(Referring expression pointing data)

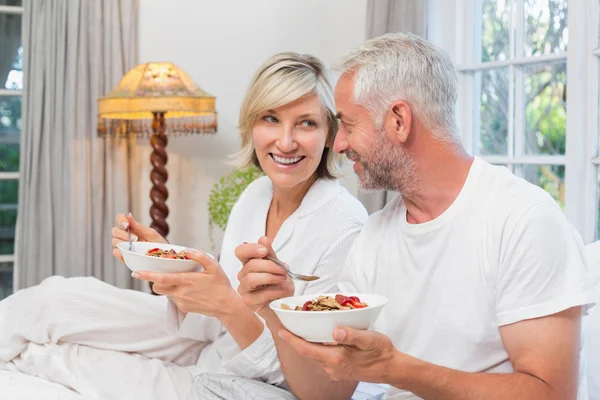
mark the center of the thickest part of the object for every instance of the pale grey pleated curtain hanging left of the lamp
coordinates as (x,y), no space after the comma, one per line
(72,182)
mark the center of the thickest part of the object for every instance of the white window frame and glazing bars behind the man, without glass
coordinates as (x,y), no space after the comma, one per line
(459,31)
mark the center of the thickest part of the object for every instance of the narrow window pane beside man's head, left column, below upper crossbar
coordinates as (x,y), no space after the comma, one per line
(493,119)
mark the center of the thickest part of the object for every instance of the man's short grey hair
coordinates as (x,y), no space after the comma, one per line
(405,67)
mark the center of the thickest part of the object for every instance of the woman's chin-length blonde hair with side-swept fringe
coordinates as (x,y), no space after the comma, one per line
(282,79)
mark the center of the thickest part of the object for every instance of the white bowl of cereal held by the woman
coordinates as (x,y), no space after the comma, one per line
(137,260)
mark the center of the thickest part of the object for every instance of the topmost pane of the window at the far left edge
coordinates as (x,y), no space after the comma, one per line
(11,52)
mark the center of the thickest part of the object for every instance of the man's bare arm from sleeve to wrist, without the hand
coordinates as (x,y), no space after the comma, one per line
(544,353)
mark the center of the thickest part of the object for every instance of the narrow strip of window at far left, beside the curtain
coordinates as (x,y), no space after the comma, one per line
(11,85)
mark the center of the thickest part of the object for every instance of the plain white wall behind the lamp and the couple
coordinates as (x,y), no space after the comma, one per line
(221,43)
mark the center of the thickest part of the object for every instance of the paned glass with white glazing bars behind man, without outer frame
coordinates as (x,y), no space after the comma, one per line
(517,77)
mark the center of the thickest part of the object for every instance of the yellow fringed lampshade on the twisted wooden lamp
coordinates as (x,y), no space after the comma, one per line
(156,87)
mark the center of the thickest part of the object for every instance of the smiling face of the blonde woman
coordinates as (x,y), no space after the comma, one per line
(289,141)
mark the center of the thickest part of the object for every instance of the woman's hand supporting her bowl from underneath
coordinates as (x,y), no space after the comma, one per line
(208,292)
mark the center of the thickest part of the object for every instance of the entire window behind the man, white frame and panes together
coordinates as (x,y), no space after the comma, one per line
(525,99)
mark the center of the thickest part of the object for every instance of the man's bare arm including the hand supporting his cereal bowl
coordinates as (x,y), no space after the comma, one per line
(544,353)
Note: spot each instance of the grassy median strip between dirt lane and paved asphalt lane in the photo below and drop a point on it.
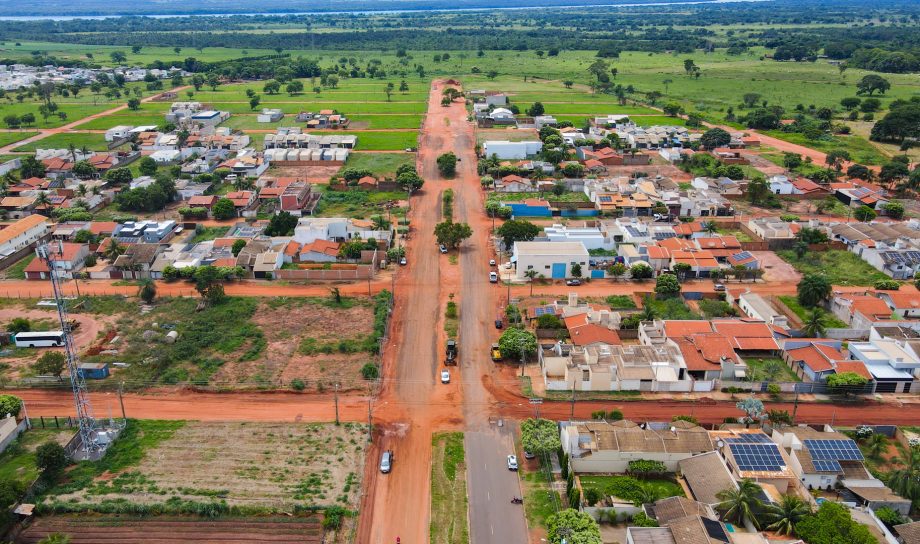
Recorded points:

## EXERCISE OBJECTIVE:
Output exactly the lines from the line with "the blonde woman" to the last line of the records, including both, and leave every picture out.

## THE COMPLETED TASK:
mark the center of the thickest part of the object for every instance of the smiling face of the blonde woman
coordinates as (x,y), no space after the comma, one per line
(289,141)
mark the center of the thickest part of the object for every instance of the woman's hand supporting her bowl from underneath
coordinates as (x,y), no space after the comma, one per line
(208,292)
mark the center of the thickest part of the object for every instance of the entire window behind the man, white frame and panes together
coordinates as (x,y), no space after the comma, one per line
(525,99)
mark the center of the thickest part of the object for every instance of the man's bare arm including the hand supporting his cereal bowl
coordinates as (x,y), no space after the comma, one per line
(544,353)
Note: spot each instance of the grassy median strip between dirt lane and paved asphalt lane in the photo below and drop a point on it.
Recorded points:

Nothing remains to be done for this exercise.